Saved entries:

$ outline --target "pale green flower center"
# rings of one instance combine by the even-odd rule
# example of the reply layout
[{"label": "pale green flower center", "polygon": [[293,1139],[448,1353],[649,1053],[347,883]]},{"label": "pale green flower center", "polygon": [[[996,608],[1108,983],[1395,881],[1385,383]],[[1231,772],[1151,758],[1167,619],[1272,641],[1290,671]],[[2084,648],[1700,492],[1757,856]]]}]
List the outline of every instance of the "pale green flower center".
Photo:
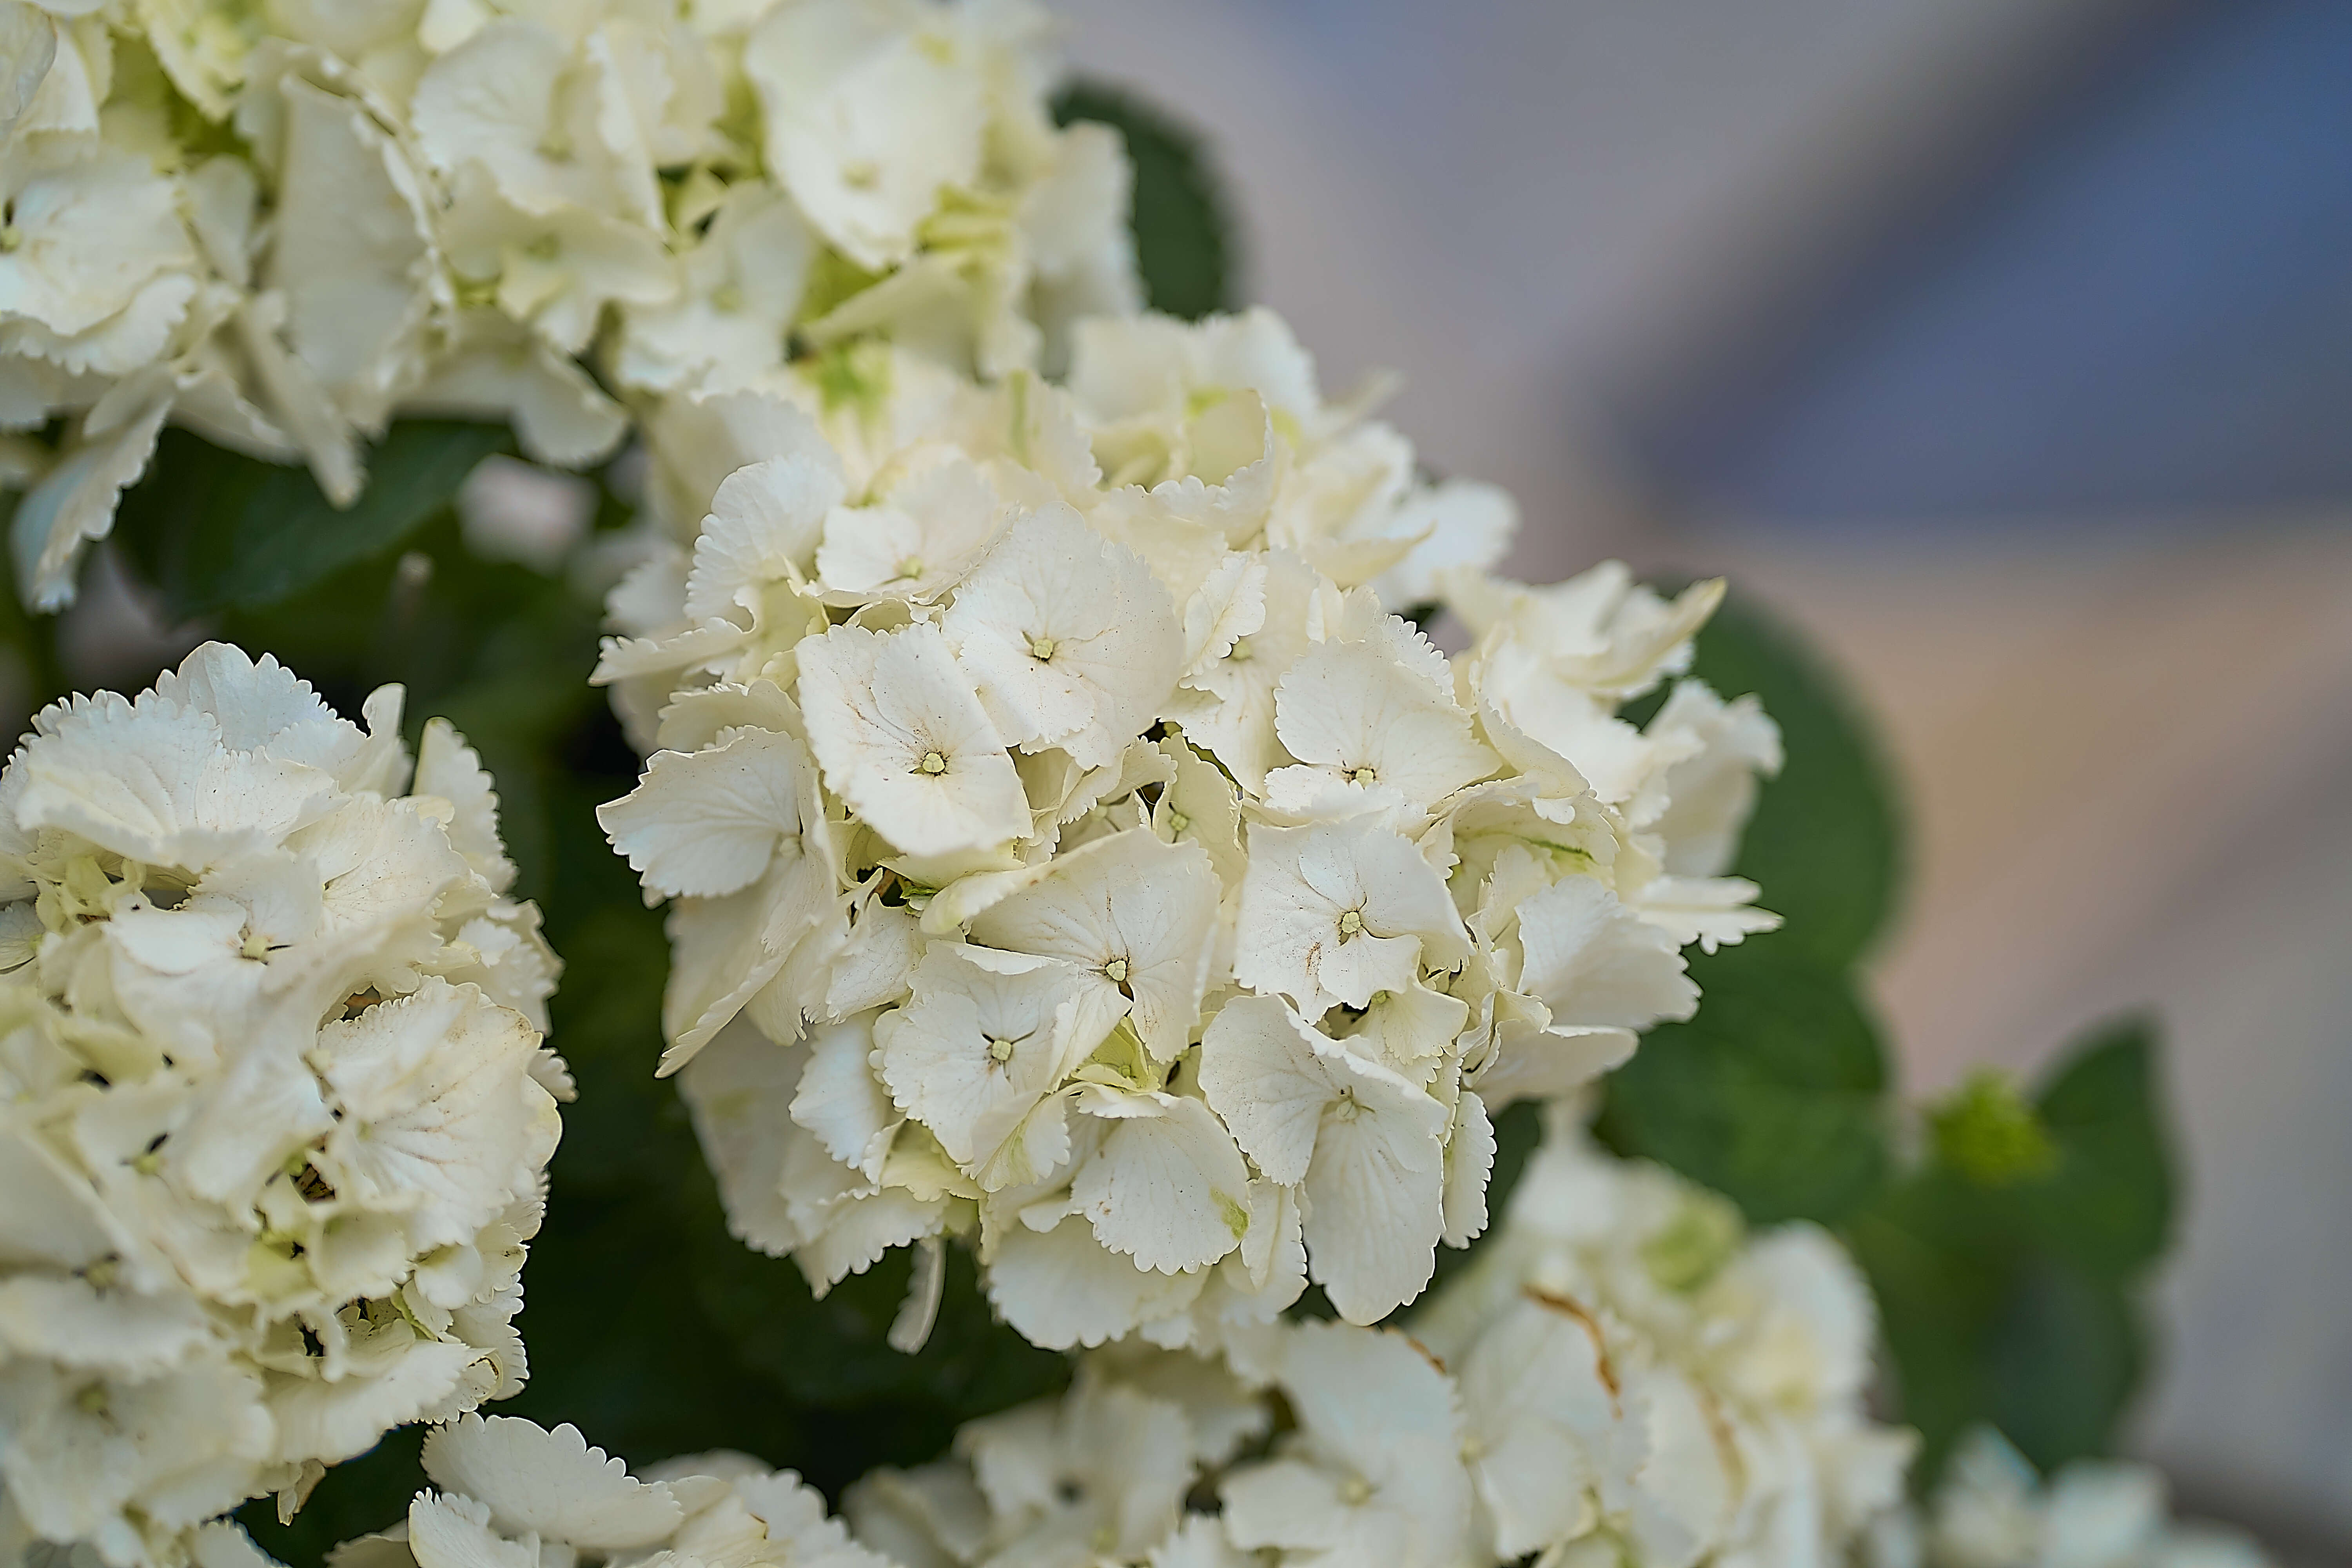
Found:
[{"label": "pale green flower center", "polygon": [[1108,963],[1106,963],[1106,964],[1104,964],[1104,965],[1103,965],[1103,973],[1104,973],[1105,974],[1108,974],[1108,975],[1109,975],[1109,976],[1110,976],[1110,978],[1111,978],[1111,983],[1112,983],[1113,984],[1116,984],[1116,985],[1124,985],[1124,984],[1127,984],[1127,960],[1126,960],[1126,959],[1124,959],[1124,958],[1114,958],[1114,959],[1112,959]]},{"label": "pale green flower center", "polygon": [[1351,937],[1364,929],[1364,911],[1349,910],[1339,917],[1339,935]]},{"label": "pale green flower center", "polygon": [[1225,655],[1225,657],[1232,659],[1235,664],[1247,664],[1250,659],[1249,638],[1235,637],[1234,639],[1234,651]]},{"label": "pale green flower center", "polygon": [[1348,782],[1349,784],[1378,784],[1380,783],[1380,779],[1381,775],[1377,769],[1349,768],[1348,770]]},{"label": "pale green flower center", "polygon": [[988,1042],[988,1059],[994,1062],[998,1067],[1003,1067],[1006,1062],[1011,1061],[1013,1059],[1013,1042],[1007,1039],[992,1037]]},{"label": "pale green flower center", "polygon": [[733,315],[743,308],[743,290],[735,284],[721,283],[710,291],[710,308],[721,315]]},{"label": "pale green flower center", "polygon": [[948,771],[948,760],[937,752],[925,752],[923,760],[916,763],[915,767],[918,773],[926,773],[937,778]]},{"label": "pale green flower center", "polygon": [[1031,637],[1029,639],[1029,657],[1039,660],[1053,658],[1054,639],[1052,637]]},{"label": "pale green flower center", "polygon": [[25,231],[15,224],[0,225],[0,256],[5,256],[25,243]]},{"label": "pale green flower center", "polygon": [[1182,812],[1171,811],[1168,814],[1168,826],[1171,832],[1181,833],[1192,826],[1192,819]]}]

* PROMPT
Here the job is to print all the data exactly, skipping any image.

* ANSWER AREA
$ outline --target "pale green flower center"
# rings of one instance combine by the even-odd rule
# example of the reply layout
[{"label": "pale green flower center", "polygon": [[293,1139],[448,1353],[649,1053],[347,883]]},{"label": "pale green flower center", "polygon": [[[996,608],[1108,983],[1395,881],[1385,383]],[[1231,772],[1151,758],[1167,619],[1272,641],[1290,671]],[[2084,648],[1700,492],[1757,856]]]}]
List the outline of every instance of the "pale green flower center".
Photo:
Found:
[{"label": "pale green flower center", "polygon": [[1108,963],[1106,963],[1106,964],[1104,964],[1104,965],[1103,965],[1103,973],[1104,973],[1105,974],[1108,974],[1108,975],[1109,975],[1109,976],[1110,976],[1110,978],[1111,978],[1111,983],[1112,983],[1113,984],[1116,984],[1116,985],[1124,985],[1124,984],[1127,984],[1127,960],[1126,960],[1126,959],[1124,959],[1124,958],[1114,958],[1114,959],[1112,959]]},{"label": "pale green flower center", "polygon": [[1351,937],[1364,929],[1364,911],[1349,910],[1339,917],[1339,935]]},{"label": "pale green flower center", "polygon": [[1225,655],[1225,657],[1232,659],[1235,664],[1247,664],[1250,659],[1249,638],[1235,637],[1234,639],[1234,651]]},{"label": "pale green flower center", "polygon": [[1348,782],[1349,784],[1378,784],[1380,783],[1380,779],[1381,775],[1377,769],[1349,768],[1348,770]]},{"label": "pale green flower center", "polygon": [[988,1042],[988,1059],[994,1062],[998,1067],[1003,1067],[1006,1062],[1011,1061],[1013,1059],[1013,1042],[1007,1039],[992,1037]]},{"label": "pale green flower center", "polygon": [[733,315],[743,308],[743,290],[735,284],[721,283],[710,291],[710,308],[721,315]]},{"label": "pale green flower center", "polygon": [[948,771],[948,760],[937,752],[925,752],[923,760],[916,763],[915,767],[918,773],[926,773],[937,778]]},{"label": "pale green flower center", "polygon": [[1031,637],[1029,639],[1029,657],[1039,660],[1053,658],[1054,639],[1052,637]]},{"label": "pale green flower center", "polygon": [[25,231],[15,224],[0,225],[0,256],[5,256],[25,243]]},{"label": "pale green flower center", "polygon": [[1182,812],[1171,811],[1168,814],[1168,826],[1171,832],[1181,833],[1192,826],[1192,819]]}]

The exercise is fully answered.